### [WHAT NEEDS TO BE DONE]
Reproduce the black-and-buff woodpecker article word for word.

### [SELECTED TEXT]
Scientific classification
- Kingdom: Animalia
- Phylum: Chordata
- Class: Aves
- Order: Piciformes
- Family: Picidae
- Genus: Meiglyptes
- Species: M. jugularis
- Binomial name: Meiglyptes jugularis (Blyth, 1845)

= Black-and-buff woodpecker =

- Genus: Meiglyptes
- Species: jugularis
- Authority: (Blyth, 1845)
- Conservation status: LC

Species of bird

The black-and-buff woodpecker (Meiglyptes jugularis) is a species of bird in the family Picidae.
It is native to Southeast Asia.

== History and Taxonomy ==
Meiglyptes jugularis was described by the zoologist Edward Blyth in 1845. In his Catalogue of Mammals and Birds of Burma, he notes that the species was previously described by Sundevall (likely Carl Jakob Sundevall) in 1842 as a species dubiae. Sundevall includes a description of M. jugularis in his 1866 work Conspectum avium picinarum.

== Morphology ==
Meiglyptes jugularis has a distinct patchy black-and-white pattern and a triangular crest. The base of the bill has a subtle reddish tinge in males; the two sexes are otherwise similar in appearance.

== Distribution and Behavior ==
Meiglyptes jugularis has been observed in Cambodia, Laos, Myanmar, Thailand, and Vietnam. It inhabits lowland forests and prefers open patches and forest edges. It is presumed to be threatened by deforestation in its home range.

Meiglyptes jugularis forages alone or in pairs. It gravitates towards slender branches and leaf clusters when foraging.

(Phrase grounding data)
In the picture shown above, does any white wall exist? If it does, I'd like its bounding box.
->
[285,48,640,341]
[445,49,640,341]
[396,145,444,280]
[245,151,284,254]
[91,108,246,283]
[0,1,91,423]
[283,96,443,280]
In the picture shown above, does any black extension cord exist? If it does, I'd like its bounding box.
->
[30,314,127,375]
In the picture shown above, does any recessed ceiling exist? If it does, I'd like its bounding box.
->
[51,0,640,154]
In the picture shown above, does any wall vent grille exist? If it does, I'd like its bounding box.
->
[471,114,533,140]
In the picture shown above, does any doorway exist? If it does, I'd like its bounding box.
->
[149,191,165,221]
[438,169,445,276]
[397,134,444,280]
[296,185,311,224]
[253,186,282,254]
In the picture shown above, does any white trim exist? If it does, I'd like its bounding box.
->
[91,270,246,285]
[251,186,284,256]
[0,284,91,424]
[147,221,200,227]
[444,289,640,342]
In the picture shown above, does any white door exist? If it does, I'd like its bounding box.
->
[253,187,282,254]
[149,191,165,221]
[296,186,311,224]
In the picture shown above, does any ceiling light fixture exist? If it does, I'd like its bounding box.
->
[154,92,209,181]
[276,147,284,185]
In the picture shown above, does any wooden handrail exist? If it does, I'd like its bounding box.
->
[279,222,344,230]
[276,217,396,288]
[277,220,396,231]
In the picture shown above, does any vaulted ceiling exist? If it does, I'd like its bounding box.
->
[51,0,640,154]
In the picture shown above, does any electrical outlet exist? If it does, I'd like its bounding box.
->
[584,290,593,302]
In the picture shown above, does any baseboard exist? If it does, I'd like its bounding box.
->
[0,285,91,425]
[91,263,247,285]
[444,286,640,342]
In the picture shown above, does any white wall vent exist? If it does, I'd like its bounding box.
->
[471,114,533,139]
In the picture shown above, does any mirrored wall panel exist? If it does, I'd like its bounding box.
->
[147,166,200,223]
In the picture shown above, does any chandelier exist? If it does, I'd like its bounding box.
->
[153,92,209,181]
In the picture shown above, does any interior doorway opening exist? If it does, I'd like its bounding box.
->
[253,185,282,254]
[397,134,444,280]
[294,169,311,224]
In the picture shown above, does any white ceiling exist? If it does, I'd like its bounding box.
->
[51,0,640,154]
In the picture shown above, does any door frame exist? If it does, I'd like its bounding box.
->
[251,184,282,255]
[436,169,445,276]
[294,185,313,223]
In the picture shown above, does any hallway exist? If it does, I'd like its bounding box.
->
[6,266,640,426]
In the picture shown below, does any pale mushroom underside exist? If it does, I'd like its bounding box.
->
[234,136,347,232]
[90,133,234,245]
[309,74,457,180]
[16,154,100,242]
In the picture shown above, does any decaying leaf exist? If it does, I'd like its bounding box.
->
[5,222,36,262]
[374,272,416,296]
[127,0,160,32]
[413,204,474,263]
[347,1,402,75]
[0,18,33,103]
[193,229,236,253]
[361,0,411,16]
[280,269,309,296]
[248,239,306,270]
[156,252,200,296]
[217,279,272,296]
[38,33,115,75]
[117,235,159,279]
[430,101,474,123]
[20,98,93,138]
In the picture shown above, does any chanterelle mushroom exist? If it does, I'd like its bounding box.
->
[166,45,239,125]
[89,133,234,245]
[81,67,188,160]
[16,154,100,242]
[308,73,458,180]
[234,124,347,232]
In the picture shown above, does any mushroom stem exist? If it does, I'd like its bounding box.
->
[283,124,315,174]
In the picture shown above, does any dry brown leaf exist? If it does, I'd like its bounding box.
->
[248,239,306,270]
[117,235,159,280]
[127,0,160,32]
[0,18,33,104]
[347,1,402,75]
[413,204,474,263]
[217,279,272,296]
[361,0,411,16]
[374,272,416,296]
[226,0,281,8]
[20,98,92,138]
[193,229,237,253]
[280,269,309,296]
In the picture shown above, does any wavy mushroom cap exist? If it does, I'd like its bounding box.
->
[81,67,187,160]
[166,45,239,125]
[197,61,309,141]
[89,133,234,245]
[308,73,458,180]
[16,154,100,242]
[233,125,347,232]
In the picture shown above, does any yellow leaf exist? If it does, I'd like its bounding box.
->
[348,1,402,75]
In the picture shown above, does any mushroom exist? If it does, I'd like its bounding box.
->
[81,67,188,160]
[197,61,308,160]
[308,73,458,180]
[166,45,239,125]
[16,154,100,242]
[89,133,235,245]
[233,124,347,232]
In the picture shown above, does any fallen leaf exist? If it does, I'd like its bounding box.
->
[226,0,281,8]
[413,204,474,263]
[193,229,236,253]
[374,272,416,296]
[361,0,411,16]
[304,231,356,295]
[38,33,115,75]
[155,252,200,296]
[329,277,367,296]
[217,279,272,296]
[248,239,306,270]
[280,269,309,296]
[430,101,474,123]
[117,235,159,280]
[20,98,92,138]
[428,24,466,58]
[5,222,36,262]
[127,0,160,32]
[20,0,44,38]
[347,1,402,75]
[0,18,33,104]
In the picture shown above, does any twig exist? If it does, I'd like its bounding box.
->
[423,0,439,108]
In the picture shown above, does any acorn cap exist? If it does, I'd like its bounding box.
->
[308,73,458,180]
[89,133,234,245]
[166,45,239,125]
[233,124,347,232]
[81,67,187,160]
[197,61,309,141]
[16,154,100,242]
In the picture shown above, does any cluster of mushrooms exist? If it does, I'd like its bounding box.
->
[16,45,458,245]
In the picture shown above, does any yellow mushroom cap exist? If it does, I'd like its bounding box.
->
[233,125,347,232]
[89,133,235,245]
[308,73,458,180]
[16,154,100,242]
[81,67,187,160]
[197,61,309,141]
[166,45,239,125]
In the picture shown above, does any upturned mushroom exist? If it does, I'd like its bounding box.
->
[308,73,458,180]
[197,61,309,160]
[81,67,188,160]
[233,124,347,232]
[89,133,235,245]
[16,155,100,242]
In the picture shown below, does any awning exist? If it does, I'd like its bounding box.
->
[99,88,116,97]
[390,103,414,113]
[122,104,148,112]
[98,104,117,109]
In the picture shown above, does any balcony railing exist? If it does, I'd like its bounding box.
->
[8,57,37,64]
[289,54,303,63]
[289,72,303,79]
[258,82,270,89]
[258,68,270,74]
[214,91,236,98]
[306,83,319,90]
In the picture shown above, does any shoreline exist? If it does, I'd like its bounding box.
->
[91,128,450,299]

### [FINISHED EXERCISE]
Scientific classification
- Kingdom: Animalia
- Phylum: Chordata
- Class: Aves
- Order: Piciformes
- Family: Picidae
- Genus: Meiglyptes
- Species: M. jugularis
- Binomial name: Meiglyptes jugularis (Blyth, 1845)

= Black-and-buff woodpecker =

- Genus: Meiglyptes
- Species: jugularis
- Authority: (Blyth, 1845)
- Conservation status: LC

Species of bird

The black-and-buff woodpecker (Meiglyptes jugularis) is a species of bird in the family Picidae.
It is native to Southeast Asia.

== History and Taxonomy ==
Meiglyptes jugularis was described by the zoologist Edward Blyth in 1845. In his Catalogue of Mammals and Birds of Burma, he notes that the species was previously described by Sundevall (likely Carl Jakob Sundevall) in 1842 as a species dubiae. Sundevall includes a description of M. jugularis in his 1866 work Conspectum avium picinarum.

== Morphology ==
Meiglyptes jugularis has a distinct patchy black-and-white pattern and a triangular crest. The base of the bill has a subtle reddish tinge in males; the two sexes are otherwise similar in appearance.

== Distribution and Behavior ==
Meiglyptes jugularis has been observed in Cambodia, Laos, Myanmar, Thailand, and Vietnam. It inhabits lowland forests and prefers open patches and forest edges. It is presumed to be threatened by deforestation in its home range.

Meiglyptes jugularis forages alone or in pairs. It gravitates towards slender branches and leaf clusters when foraging.